### What you should do
Return only the line that contains "exit sign in the photo above." and each line after it, through the last line of the data below, copied exactly.

### Extracted records

--- Begin ---

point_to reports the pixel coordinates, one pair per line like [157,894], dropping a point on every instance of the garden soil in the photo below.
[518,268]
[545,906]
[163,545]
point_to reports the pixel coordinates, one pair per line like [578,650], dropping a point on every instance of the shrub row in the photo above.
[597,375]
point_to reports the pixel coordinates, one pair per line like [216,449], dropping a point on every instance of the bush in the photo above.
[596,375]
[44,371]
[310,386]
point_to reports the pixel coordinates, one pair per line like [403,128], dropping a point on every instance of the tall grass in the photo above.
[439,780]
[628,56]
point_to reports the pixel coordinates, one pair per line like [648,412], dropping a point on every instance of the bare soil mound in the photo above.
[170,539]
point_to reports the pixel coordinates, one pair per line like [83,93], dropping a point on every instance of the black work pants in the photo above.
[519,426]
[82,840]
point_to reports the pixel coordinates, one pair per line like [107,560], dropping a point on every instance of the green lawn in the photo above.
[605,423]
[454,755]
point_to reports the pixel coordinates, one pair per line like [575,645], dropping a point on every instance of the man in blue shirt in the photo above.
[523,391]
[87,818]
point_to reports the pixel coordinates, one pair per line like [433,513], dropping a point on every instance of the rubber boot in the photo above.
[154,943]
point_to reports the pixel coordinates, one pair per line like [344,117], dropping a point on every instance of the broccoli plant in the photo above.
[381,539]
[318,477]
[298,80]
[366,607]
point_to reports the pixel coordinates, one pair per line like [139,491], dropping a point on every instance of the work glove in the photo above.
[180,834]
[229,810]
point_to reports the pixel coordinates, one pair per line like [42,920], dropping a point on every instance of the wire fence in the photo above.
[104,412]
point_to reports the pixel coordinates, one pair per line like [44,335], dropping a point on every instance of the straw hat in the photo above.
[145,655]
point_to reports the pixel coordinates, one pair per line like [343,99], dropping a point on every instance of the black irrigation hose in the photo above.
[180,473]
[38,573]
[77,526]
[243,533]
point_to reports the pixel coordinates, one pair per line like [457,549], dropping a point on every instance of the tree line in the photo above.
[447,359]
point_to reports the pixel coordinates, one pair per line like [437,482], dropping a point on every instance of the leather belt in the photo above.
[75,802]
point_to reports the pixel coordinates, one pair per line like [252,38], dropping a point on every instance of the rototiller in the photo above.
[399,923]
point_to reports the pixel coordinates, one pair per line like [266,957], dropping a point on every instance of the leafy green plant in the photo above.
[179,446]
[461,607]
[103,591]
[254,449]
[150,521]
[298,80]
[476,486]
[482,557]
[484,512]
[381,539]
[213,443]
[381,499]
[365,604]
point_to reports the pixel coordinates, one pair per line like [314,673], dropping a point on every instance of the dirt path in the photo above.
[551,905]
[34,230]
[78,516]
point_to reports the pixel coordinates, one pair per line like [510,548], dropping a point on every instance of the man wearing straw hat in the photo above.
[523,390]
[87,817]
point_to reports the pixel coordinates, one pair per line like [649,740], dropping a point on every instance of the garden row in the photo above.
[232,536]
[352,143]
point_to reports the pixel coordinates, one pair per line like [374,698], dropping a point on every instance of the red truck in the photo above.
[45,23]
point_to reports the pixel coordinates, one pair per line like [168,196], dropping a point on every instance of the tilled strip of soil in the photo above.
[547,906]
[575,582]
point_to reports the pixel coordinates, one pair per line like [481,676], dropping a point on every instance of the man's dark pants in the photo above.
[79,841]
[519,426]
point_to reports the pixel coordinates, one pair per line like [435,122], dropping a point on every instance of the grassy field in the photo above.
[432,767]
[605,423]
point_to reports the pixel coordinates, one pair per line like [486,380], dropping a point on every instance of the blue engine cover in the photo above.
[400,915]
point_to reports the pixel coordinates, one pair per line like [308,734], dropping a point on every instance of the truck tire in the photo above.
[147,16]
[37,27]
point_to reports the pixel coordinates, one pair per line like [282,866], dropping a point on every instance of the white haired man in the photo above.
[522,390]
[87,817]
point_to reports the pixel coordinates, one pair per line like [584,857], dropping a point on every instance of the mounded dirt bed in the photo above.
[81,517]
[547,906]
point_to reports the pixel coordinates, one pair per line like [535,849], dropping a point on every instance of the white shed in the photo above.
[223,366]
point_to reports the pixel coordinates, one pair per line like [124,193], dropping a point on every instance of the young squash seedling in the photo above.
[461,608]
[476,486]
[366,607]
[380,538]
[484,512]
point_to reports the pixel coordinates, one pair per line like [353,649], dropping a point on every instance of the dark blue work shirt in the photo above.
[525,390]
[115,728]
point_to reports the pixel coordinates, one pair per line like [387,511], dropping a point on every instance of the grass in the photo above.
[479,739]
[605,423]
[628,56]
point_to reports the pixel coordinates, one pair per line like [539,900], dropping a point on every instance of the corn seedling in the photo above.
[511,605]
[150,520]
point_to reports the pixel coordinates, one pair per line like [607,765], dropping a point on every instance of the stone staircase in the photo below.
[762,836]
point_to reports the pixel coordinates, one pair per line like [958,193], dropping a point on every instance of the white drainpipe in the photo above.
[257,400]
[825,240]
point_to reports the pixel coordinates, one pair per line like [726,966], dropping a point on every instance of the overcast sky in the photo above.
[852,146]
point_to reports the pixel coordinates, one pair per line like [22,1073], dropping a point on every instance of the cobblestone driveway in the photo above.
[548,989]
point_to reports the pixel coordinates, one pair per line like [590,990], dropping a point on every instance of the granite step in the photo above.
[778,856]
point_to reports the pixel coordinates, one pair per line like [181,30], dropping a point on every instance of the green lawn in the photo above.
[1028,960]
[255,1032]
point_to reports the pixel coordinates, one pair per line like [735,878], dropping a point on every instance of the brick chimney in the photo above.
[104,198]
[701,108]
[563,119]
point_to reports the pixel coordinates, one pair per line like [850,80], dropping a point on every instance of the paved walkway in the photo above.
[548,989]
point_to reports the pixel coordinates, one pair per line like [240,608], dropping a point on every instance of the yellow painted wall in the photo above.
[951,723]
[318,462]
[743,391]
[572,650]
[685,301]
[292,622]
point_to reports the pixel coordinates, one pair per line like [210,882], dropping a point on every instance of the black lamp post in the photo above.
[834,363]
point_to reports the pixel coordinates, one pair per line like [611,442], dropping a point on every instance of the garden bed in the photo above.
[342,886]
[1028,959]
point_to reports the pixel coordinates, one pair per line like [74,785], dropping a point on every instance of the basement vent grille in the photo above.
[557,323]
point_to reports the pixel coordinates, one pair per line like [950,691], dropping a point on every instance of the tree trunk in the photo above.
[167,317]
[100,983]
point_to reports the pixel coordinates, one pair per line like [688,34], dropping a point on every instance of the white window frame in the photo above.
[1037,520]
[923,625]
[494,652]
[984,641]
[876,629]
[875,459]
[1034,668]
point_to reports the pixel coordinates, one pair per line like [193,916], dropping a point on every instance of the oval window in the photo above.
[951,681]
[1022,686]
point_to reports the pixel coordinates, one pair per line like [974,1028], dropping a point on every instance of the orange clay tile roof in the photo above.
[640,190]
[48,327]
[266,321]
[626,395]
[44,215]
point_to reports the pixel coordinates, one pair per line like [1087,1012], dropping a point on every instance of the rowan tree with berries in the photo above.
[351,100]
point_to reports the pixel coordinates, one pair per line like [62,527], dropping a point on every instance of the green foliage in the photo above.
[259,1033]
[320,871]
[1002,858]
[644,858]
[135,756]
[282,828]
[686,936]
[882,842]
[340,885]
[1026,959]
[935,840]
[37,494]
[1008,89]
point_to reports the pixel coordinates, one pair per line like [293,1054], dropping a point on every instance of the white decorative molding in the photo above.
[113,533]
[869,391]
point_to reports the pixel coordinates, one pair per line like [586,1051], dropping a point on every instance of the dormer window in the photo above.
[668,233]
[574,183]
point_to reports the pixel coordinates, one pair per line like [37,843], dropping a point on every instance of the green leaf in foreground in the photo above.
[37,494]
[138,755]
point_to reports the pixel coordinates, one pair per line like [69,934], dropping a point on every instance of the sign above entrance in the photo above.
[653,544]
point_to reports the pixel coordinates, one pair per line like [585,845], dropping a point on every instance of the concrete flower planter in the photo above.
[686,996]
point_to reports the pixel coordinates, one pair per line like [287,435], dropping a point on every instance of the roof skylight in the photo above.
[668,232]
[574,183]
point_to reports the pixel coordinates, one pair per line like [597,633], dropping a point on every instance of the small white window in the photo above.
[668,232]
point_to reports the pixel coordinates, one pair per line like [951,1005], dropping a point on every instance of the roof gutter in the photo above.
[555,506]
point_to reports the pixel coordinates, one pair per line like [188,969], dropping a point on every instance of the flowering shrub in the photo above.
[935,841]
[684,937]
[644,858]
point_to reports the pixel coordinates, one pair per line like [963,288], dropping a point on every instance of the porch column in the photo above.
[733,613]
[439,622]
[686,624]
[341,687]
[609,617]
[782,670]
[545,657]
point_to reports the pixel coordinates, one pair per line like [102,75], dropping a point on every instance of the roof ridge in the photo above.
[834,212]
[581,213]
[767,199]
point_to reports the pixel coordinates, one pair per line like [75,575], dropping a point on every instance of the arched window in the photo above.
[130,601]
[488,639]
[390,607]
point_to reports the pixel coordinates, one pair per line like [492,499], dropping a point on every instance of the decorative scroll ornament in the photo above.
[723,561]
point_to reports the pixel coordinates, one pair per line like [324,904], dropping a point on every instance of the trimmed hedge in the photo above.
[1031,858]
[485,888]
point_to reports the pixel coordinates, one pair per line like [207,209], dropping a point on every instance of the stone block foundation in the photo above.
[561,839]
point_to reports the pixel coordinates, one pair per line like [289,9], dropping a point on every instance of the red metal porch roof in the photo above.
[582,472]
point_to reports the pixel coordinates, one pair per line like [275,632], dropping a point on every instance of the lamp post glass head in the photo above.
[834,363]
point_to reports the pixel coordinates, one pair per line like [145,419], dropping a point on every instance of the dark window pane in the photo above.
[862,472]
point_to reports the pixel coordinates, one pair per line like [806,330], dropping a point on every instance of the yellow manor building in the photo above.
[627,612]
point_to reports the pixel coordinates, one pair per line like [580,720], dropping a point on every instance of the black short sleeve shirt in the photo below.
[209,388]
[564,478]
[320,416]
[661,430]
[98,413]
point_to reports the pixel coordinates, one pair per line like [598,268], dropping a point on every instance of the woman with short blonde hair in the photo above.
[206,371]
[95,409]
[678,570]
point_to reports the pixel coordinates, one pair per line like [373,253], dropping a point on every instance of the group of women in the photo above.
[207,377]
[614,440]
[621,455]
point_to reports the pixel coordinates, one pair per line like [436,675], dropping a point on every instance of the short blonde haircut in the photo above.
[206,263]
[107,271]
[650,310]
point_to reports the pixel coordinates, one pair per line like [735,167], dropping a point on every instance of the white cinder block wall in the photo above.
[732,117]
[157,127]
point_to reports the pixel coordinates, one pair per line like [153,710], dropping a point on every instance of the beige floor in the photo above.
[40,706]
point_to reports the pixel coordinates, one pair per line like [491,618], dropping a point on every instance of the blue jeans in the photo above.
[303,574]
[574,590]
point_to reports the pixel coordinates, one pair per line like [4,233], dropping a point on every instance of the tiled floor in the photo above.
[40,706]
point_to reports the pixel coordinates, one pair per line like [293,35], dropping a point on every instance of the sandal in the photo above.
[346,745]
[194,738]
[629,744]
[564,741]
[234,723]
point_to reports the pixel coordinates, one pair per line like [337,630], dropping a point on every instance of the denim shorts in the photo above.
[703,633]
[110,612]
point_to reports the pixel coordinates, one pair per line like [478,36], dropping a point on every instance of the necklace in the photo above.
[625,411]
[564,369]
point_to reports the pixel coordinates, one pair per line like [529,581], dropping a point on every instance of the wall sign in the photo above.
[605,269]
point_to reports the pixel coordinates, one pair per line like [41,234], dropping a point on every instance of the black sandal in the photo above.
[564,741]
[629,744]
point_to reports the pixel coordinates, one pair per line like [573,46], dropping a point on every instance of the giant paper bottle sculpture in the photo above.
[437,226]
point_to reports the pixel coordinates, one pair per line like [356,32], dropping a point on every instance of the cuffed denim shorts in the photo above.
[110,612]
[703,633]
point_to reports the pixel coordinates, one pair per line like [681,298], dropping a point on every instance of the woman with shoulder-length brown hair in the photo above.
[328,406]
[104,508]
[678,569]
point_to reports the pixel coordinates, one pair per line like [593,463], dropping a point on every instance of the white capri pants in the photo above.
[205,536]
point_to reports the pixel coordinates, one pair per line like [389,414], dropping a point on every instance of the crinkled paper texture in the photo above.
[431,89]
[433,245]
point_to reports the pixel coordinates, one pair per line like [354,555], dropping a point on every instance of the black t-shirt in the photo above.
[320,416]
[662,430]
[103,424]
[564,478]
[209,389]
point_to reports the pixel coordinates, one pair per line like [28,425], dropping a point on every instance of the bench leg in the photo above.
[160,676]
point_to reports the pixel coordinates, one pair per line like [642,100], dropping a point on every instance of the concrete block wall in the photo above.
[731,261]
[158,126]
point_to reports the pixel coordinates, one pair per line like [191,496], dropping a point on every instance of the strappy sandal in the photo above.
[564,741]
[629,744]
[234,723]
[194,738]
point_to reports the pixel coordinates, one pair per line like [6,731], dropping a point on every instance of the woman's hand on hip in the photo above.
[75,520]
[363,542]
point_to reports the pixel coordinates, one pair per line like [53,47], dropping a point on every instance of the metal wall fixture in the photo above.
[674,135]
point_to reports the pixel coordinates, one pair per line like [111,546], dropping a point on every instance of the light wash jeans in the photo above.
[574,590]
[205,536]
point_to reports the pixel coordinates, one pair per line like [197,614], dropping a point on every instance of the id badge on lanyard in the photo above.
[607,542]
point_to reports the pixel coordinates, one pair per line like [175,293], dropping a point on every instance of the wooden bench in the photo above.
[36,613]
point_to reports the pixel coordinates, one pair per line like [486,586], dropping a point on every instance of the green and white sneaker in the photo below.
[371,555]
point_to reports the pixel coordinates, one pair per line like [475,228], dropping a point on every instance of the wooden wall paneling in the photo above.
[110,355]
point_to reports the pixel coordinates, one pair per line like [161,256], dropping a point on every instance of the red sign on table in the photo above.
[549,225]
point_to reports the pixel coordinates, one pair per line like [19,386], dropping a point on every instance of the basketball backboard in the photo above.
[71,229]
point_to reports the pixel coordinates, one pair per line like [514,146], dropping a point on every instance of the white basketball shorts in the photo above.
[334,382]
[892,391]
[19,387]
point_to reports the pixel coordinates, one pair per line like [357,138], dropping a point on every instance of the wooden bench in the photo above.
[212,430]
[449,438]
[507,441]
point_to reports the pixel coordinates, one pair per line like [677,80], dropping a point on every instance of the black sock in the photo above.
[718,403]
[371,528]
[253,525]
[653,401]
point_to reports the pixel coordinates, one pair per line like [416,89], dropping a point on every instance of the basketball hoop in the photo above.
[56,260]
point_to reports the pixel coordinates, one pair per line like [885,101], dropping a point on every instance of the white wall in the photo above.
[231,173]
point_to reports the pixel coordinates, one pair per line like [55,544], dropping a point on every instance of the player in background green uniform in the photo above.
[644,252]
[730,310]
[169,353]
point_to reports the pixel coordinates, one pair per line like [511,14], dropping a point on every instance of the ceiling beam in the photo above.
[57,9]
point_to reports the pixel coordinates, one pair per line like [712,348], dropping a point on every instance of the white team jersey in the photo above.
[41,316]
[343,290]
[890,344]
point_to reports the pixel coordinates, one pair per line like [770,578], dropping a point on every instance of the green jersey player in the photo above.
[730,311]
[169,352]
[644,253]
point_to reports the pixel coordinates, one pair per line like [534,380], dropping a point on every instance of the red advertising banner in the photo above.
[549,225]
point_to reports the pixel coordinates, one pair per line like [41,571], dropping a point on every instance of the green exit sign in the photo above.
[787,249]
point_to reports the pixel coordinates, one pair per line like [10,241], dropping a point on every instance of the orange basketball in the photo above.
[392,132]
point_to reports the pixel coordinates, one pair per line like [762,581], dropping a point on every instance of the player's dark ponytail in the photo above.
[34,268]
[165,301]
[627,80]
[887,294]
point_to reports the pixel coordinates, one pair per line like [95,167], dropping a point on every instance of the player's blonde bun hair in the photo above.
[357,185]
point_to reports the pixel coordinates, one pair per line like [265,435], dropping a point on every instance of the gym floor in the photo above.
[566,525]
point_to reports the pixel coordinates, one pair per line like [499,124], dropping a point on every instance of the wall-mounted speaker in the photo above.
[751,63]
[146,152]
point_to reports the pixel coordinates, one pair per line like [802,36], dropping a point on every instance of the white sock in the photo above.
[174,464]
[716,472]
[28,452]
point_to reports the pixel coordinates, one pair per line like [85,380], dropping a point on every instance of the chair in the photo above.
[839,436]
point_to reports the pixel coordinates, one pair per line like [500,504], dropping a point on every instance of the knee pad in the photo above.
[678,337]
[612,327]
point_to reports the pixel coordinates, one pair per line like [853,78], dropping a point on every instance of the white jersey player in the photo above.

--- End ---

### Output below
point_to reports the pixel coordinates, one pair per line like [41,571], dropping a point on every instance of the green exit sign in the photo above.
[787,249]
point_to reports the pixel coordinates, one pair per line like [10,241], dropping a point on every instance of the orange basketball in the photo above.
[392,132]
point_to reports the pixel coordinates, one pair per line like [762,581], dropping a point on every instance of the player's dark ponytail in the photo above.
[34,268]
[165,301]
[627,80]
[887,294]
point_to reports the pixel coordinates, one pair per line like [95,167], dropping a point on every instance of the player's blonde bun hair in the photo above.
[357,185]
point_to reports the pixel coordinates, one pair per line like [265,435], dropping a point on every instance of the gym floor in the photo above.
[566,525]
point_to reports the pixel coordinates, one pair per line like [499,124], dropping a point on every instance of the wall-mounted speaker in the photo above.
[751,63]
[146,152]
point_to reports the pixel coordinates, one pair per line like [802,36], dropping a point on every instance of the white sock in the photo above.
[174,464]
[716,472]
[28,452]
point_to reports the pixel coordinates, one pair per line like [85,380], dropping a point on every instance of the chair in the photo above.
[839,436]
point_to reports the pixel coordinates, one pair per line like [500,504], dropping a point on every instance of the knee pad in the photo above.
[678,337]
[612,327]
point_to reports the pixel coordinates, one pair per line like [853,78], dropping a point on every instance of the white jersey player in the photo above.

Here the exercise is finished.